**Job**
Print verbatim every line starting at the one that contains "Where can the trekking" and ending at the final line of the records; include both endpoints.

━━ Recorded information

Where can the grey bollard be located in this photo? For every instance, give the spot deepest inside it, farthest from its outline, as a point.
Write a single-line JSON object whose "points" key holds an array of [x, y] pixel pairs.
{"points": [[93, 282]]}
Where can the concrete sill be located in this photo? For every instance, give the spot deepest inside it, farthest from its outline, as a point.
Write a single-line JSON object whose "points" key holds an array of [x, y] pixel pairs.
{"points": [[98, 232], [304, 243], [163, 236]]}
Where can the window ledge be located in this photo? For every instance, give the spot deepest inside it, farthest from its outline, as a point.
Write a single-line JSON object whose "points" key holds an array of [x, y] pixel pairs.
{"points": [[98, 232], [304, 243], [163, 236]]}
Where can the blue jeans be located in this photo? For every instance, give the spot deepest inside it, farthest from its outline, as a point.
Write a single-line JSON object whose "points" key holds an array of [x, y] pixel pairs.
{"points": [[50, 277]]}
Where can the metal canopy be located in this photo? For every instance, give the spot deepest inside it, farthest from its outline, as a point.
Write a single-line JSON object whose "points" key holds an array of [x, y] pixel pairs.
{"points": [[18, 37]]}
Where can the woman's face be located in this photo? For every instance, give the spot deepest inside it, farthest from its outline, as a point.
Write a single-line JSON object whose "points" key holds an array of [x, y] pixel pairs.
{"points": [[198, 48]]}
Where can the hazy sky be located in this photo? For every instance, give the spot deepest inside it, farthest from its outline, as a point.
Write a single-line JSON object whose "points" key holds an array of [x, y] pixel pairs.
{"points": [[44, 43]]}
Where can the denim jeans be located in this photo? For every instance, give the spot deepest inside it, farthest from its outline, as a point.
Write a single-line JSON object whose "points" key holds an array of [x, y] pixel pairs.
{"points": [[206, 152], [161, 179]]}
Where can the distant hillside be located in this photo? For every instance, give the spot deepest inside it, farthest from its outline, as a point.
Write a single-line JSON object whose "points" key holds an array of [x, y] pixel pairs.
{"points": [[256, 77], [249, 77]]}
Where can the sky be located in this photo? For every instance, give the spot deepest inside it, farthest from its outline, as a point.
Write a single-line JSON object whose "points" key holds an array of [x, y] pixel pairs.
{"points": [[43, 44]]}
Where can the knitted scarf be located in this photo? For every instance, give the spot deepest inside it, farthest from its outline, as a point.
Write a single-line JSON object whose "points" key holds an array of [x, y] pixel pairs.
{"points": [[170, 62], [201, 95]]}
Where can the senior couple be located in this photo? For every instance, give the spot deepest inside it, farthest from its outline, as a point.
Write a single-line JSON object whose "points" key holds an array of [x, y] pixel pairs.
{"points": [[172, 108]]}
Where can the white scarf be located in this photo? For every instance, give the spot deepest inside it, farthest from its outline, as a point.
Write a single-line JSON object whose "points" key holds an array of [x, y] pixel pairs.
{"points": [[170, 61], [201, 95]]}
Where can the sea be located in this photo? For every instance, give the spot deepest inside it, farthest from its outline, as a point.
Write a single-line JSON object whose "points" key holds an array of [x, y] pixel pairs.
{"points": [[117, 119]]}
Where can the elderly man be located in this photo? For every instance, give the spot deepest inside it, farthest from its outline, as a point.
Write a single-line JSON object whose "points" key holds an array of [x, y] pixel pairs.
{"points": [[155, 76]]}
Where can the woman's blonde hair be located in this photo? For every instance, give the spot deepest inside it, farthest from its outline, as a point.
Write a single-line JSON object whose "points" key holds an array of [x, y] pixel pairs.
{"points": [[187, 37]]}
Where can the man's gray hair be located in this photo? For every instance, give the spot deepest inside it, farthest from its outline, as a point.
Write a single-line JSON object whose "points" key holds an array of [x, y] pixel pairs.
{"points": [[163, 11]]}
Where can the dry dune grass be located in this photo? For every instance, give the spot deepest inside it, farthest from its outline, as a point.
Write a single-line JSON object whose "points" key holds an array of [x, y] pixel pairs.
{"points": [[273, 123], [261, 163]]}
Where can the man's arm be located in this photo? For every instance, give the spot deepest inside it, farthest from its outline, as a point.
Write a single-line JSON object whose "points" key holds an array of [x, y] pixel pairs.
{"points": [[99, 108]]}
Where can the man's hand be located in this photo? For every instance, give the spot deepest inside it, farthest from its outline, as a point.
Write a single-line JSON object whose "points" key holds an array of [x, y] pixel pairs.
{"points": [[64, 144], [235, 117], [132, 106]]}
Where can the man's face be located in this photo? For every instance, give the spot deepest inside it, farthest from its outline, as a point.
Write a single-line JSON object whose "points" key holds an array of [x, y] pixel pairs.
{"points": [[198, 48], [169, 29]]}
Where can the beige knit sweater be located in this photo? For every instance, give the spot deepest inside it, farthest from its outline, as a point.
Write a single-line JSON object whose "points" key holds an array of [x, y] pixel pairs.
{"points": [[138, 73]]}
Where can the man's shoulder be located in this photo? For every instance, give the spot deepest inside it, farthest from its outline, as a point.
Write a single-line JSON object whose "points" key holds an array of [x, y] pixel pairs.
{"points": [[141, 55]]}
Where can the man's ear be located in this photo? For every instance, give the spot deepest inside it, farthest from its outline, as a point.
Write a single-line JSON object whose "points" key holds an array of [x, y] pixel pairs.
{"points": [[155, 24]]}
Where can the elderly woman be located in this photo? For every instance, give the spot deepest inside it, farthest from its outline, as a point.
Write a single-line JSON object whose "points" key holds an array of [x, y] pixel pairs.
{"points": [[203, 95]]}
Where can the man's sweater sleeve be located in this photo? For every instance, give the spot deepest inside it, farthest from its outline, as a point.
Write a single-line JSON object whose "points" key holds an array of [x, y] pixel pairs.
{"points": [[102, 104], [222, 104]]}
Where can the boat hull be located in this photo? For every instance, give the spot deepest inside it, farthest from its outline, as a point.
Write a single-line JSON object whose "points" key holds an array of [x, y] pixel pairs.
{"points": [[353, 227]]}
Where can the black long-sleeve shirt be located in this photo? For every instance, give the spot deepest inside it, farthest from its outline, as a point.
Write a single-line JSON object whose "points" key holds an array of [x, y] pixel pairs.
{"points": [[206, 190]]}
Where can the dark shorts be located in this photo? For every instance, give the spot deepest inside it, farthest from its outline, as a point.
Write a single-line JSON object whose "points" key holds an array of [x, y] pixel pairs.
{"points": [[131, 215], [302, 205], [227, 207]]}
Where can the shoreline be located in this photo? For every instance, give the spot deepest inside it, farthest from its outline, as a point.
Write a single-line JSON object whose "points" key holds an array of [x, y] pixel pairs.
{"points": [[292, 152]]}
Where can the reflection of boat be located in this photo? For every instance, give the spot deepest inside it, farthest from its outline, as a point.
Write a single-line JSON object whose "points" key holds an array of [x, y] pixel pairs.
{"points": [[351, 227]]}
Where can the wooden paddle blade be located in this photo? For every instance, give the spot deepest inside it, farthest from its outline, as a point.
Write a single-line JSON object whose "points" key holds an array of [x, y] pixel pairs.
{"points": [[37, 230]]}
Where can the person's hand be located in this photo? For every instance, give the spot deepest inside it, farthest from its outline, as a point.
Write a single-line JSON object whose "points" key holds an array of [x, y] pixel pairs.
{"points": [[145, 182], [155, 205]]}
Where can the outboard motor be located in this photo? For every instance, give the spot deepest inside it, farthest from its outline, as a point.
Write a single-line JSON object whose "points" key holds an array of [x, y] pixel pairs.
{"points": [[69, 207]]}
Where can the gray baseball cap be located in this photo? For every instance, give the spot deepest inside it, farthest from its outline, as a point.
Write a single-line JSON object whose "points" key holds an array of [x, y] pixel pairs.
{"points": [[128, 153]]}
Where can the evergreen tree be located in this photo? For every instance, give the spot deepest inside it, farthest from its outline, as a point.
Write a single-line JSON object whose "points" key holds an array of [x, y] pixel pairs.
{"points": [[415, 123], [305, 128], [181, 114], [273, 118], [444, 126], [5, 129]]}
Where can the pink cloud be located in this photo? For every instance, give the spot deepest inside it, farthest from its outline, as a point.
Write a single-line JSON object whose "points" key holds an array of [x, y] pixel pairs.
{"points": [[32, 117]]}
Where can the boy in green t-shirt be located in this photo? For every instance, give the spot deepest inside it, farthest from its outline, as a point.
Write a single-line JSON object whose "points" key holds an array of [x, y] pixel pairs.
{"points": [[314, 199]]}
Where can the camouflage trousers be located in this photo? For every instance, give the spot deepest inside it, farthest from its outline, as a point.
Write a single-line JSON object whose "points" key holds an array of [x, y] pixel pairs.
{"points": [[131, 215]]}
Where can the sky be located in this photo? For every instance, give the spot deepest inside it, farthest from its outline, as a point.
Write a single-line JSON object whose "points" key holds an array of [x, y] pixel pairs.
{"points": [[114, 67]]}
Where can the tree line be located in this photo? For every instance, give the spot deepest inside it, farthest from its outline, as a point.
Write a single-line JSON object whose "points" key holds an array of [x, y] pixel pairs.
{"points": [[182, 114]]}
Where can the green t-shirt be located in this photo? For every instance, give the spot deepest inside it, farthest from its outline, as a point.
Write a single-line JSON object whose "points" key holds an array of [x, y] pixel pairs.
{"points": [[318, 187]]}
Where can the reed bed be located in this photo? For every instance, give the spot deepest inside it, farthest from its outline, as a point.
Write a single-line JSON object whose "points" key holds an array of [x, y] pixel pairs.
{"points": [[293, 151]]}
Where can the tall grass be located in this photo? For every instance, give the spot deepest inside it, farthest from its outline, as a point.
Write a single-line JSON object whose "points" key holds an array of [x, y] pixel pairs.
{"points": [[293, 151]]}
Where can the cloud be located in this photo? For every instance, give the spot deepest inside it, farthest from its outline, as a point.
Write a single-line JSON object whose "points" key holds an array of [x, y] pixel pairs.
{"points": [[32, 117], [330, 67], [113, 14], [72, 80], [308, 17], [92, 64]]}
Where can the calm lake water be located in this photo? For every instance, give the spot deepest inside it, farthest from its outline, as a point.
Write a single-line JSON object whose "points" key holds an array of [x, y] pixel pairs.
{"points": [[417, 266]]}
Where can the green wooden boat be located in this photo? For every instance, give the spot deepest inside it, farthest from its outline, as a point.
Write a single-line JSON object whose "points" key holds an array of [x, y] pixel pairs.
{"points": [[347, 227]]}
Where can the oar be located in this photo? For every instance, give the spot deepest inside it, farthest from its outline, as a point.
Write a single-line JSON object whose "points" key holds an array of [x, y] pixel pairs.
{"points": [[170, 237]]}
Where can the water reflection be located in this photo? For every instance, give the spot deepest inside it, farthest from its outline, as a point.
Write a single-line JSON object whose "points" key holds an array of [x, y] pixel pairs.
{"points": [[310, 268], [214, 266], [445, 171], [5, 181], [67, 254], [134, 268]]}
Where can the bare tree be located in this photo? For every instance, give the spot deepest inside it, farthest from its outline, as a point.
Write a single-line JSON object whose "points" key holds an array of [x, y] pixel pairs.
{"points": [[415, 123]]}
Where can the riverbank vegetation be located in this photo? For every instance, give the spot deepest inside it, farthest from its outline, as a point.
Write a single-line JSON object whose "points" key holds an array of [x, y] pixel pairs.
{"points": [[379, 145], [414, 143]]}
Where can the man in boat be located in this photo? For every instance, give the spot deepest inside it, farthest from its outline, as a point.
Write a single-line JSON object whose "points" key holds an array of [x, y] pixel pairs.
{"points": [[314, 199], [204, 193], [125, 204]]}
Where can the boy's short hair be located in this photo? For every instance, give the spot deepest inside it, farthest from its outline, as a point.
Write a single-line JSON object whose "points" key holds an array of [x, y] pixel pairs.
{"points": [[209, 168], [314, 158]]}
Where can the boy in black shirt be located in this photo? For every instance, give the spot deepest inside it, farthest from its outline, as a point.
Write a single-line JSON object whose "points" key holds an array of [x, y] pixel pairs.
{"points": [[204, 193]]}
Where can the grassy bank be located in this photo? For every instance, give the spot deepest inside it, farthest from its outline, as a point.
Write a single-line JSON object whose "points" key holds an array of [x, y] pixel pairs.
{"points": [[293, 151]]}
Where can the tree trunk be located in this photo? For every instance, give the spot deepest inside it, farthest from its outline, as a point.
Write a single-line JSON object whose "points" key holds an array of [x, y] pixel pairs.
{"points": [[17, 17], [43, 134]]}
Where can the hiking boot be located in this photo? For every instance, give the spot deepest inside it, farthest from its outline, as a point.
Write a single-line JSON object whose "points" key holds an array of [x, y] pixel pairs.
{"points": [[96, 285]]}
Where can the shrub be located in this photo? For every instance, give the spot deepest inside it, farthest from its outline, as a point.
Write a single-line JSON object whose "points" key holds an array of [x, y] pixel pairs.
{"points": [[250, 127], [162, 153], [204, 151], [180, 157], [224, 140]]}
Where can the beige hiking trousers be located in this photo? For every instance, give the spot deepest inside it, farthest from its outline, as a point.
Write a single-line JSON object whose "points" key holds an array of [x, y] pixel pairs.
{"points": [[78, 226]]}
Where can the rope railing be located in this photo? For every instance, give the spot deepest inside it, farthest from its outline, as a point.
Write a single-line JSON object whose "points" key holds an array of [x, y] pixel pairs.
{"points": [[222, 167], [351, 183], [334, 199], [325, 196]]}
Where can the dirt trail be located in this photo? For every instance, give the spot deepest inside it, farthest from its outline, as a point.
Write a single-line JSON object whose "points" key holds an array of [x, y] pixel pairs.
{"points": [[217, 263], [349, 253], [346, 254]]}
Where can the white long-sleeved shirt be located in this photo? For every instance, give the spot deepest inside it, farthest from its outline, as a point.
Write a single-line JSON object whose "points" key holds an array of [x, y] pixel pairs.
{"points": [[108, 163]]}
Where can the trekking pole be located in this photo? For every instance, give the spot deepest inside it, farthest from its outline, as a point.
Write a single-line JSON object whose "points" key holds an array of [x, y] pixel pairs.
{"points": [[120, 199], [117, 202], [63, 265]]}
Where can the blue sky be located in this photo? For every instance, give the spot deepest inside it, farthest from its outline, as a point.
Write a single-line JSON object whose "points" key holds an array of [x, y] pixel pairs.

━━━━

**Reply**
Where can the trekking pole be located in this photo? For every instance, give the spot deepest inside it, farthest from its outline, as a point.
Write a single-line JSON object whose "points" key holds an array of [x, y] pixel pairs.
{"points": [[120, 199], [117, 202], [63, 265]]}
Where can the blue sky be located in this photo? For every instance, give the spot deepest inside it, farthest from its outline, as a point.
Write a single-line JSON object whose "points" key holds an array of [x, y] pixel pairs.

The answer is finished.